▶ _Exercise description_
Reproduce exactly the line in which "[point] foliage (one" occurs and all the lines after it, ending with the last line.

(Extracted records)
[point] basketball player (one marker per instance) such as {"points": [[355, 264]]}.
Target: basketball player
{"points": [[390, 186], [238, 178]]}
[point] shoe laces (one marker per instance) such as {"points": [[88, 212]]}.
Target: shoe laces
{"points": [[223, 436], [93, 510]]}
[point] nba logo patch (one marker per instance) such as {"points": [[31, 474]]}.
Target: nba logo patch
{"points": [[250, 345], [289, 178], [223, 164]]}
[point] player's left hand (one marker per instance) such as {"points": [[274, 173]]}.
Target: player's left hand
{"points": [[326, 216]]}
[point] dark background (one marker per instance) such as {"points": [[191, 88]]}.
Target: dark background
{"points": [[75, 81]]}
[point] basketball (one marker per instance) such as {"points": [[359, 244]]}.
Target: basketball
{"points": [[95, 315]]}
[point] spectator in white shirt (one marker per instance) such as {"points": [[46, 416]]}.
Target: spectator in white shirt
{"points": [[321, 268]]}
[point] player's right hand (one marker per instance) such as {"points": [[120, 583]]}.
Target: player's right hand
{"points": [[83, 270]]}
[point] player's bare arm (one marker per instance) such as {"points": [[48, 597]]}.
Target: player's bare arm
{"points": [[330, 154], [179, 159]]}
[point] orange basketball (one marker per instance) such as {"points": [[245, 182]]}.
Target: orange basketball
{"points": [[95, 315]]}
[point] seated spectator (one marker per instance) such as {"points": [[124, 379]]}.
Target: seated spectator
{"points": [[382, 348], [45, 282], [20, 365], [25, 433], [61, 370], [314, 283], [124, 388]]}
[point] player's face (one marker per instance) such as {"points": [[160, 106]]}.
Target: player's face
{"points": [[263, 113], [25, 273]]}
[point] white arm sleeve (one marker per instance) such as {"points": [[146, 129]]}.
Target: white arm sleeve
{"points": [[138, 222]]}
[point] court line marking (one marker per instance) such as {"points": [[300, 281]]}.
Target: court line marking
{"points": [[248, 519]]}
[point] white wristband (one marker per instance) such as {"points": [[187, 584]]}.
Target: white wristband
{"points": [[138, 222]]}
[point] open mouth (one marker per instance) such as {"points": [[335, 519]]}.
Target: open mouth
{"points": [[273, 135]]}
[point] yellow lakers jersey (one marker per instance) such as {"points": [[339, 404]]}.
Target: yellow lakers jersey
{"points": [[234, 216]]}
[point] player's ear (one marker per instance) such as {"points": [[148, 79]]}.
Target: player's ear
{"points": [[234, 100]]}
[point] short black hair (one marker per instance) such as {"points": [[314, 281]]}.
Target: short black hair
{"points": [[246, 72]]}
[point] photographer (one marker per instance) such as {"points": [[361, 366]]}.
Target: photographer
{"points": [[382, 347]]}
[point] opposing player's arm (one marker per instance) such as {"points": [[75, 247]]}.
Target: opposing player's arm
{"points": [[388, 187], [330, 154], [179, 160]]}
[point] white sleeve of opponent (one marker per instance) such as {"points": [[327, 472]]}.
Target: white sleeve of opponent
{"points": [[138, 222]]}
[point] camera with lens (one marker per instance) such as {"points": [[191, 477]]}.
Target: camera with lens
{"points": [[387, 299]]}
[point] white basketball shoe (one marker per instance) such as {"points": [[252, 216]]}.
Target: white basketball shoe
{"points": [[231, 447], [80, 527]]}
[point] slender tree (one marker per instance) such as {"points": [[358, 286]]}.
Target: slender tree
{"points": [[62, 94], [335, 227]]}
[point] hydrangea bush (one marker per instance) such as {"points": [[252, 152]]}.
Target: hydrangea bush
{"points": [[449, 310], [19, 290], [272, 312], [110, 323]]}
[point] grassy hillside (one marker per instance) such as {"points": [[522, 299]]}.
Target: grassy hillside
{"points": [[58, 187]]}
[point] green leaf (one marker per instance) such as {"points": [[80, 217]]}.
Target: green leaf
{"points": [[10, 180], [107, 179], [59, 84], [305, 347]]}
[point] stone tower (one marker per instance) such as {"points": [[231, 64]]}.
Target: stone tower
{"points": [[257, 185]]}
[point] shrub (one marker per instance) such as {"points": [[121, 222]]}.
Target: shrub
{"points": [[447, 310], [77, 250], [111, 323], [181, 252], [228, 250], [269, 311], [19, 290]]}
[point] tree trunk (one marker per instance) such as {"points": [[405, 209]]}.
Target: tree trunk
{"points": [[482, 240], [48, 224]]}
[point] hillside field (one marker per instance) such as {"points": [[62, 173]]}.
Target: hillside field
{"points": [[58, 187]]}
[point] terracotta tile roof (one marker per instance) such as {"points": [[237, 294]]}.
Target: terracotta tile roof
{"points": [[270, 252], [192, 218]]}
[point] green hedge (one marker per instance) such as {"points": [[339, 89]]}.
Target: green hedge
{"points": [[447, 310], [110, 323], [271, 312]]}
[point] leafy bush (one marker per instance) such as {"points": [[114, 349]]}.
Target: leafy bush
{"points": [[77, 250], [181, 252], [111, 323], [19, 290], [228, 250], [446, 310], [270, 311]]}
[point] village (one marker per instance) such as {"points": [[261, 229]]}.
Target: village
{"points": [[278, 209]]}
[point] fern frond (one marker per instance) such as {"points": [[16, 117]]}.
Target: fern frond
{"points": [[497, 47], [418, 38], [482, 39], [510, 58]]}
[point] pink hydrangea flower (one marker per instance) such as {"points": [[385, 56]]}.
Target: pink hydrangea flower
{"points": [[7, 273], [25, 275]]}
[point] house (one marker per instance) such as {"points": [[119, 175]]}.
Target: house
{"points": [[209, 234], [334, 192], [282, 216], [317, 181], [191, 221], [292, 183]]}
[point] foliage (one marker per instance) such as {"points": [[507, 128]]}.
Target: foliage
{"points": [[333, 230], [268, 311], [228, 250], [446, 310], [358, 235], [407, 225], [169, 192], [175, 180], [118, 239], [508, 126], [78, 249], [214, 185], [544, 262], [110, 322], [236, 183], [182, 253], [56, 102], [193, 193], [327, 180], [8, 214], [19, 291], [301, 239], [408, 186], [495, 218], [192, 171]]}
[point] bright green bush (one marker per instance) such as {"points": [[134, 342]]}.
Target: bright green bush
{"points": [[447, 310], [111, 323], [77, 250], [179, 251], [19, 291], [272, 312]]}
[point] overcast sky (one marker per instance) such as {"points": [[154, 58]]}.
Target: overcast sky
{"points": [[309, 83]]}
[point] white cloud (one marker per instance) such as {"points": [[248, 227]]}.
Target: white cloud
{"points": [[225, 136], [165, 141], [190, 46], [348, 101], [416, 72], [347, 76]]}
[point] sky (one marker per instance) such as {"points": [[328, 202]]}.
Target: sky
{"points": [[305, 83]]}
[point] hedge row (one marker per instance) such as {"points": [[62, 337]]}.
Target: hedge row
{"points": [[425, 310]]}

▶ _The answer_
[point] foliage (one marker per instance) such as {"points": [[507, 128]]}.
Target: foliage
{"points": [[333, 230], [268, 311], [228, 250], [446, 310], [358, 235], [407, 225], [169, 192], [175, 180], [118, 239], [508, 126], [78, 249], [214, 185], [544, 262], [110, 322], [236, 183], [182, 253], [56, 102], [193, 193], [327, 180], [8, 214], [19, 291], [301, 239], [408, 186], [495, 218], [192, 171]]}
[point] bright green bush (one marker per instance) such as {"points": [[134, 342]]}.
Target: bright green bush
{"points": [[447, 310], [111, 323], [77, 250], [179, 251], [19, 291], [272, 312]]}
[point] overcast sky (one marker per instance) such as {"points": [[154, 58]]}.
Target: overcast sky
{"points": [[309, 83]]}
[point] white cloud (one marker per instance) such as {"points": [[248, 227]]}.
Target: white cloud
{"points": [[225, 136], [165, 141], [190, 46], [348, 101], [416, 72], [347, 76]]}
[point] sky (one marker per instance) such as {"points": [[328, 202]]}.
Target: sky
{"points": [[305, 83]]}
[point] hedge row (one marker per instance) such as {"points": [[62, 337]]}.
Target: hedge row
{"points": [[425, 310]]}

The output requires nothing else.